Einleitung
Mit Der Duft der fernen Insel legt Christina Rey einen umfangreichen Roman von stolzen 635 Seiten vor. Für mich persönlich war es das erste Mal, ein so langes Buch zu lesen, doch die Reise hat sich durchaus gelohnt. Es handelt sich dabei um den zweiten Band einer Reihe, die jedoch nicht direkt mit dem ersten Teil verbunden ist, sondern vielmehr im gleichen Stil und thematisch ähnlich gestaltet wurde. Erneut begleiten wir eine Sultanstochter, diesmal die blinde Nunu, und erleben ihre Geschichte über gut ein Jahrzehnt hinweg. Unterstützt wird sie von der jungen englischen Lehrerin Eve, die nach Sansibar kommt, um ihr Lesen und Braille-Schrift beizubringen. Neben ihnen treten zahlreiche Nebenfiguren auf, die die Handlung bereichern und verschiedene Handlungsstränge eröffnen.

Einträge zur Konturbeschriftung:

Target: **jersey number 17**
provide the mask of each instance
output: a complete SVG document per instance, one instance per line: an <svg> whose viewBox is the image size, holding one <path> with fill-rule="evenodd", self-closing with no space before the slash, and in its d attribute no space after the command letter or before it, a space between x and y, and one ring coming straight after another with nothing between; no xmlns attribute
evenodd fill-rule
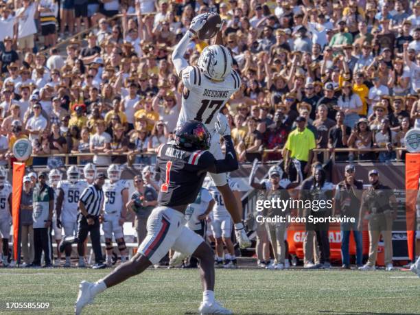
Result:
<svg viewBox="0 0 420 315"><path fill-rule="evenodd" d="M210 100L203 100L202 101L201 101L201 107L197 112L197 115L196 116L196 118L194 118L194 120L198 120L198 121L202 121L202 119L203 119L202 114L204 114L204 112L206 110L206 109L207 109L207 108L213 108L214 107L214 109L211 111L211 113L210 114L210 115L207 117L206 121L204 122L205 124L210 124L210 121L211 121L211 119L213 119L213 117L214 116L214 114L217 113L217 111L219 110L219 108L220 108L220 107L223 104L223 102L224 102L223 100L215 100L213 101L210 101Z"/></svg>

- _Aufgabenstellung_
Welchen Umfang in Seiten hat der im Lesetext besprochene Roman? Die Auflistung stammt aus einer anderen Quelle.

- _Musterlösung_
Der Roman umfasst 635 Seiten.